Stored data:
==================================================

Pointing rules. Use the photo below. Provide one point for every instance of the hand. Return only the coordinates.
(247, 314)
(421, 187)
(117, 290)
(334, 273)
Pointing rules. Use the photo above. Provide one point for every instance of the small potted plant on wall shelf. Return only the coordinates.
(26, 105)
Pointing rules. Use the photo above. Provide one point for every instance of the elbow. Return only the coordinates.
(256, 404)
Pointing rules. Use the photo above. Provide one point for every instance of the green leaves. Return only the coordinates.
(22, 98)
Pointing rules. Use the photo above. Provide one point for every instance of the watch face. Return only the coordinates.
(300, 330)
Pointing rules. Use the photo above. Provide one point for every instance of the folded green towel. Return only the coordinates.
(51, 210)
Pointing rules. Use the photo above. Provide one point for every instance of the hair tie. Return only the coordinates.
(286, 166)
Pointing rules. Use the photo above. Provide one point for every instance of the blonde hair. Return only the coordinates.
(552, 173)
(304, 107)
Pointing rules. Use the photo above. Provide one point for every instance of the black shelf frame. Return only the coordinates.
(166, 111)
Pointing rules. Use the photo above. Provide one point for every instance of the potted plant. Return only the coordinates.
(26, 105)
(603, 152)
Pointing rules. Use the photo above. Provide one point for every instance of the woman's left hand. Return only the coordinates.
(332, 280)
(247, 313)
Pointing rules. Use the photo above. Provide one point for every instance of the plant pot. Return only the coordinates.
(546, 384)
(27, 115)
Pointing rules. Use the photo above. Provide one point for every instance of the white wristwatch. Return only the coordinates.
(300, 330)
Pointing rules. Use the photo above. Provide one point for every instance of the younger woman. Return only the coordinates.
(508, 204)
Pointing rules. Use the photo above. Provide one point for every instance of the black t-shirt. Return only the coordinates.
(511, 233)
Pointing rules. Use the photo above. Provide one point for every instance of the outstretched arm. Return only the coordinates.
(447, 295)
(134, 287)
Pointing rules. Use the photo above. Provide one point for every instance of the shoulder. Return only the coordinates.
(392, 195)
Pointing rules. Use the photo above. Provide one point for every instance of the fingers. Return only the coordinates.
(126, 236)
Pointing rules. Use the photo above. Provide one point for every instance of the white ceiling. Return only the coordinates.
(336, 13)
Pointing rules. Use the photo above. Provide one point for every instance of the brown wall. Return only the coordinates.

==================================================

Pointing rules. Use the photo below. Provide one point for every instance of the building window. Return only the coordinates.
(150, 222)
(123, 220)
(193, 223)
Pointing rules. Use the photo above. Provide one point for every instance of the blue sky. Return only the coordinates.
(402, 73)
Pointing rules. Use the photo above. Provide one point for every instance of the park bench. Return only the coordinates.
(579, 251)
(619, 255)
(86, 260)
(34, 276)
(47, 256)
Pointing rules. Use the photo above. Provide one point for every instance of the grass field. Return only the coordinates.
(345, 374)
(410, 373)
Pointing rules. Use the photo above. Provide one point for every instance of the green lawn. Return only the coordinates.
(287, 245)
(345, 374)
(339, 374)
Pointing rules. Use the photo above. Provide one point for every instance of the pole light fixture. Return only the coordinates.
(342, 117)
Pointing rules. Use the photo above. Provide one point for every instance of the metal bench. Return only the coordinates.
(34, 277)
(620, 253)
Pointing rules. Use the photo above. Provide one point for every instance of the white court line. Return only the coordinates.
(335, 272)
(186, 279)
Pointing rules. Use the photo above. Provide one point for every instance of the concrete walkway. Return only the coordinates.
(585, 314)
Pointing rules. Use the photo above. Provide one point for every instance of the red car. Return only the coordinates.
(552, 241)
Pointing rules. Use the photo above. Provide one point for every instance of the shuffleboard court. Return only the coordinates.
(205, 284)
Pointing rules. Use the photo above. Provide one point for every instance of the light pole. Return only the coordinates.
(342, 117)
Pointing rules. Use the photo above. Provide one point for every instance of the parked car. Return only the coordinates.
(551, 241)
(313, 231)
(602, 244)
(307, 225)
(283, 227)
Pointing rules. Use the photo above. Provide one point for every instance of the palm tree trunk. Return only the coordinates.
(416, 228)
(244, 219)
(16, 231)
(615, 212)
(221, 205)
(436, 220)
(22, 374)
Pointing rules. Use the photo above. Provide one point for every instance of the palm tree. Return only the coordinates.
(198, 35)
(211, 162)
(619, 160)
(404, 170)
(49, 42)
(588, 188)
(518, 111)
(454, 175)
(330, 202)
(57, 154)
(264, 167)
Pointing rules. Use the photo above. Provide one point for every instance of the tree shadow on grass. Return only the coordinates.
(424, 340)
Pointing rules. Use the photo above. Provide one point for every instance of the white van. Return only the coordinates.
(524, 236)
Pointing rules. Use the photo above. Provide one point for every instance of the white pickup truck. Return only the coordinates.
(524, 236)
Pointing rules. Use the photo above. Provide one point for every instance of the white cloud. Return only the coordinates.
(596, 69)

==================================================

What you will do: Please, from the entries above, set down exactly the lines from the one containing "shoulder. Return only the coordinates." through the one containing "wall. Return only the coordinates.", and only those.

Answer space:
Pointing rules. Use the photo above. Provide one point for every instance of the shoulder. Return only the coordinates.
(392, 195)
Pointing rules. Use the photo above. Provide one point for every instance of the fingers. Return only the coordinates.
(126, 236)
Pointing rules. Use the photo above. Provide one point for every instance of the white ceiling. Return only the coordinates.
(336, 13)
Pointing rules. Use the photo above. Provide one point for every instance of the brown wall. Return only the coordinates.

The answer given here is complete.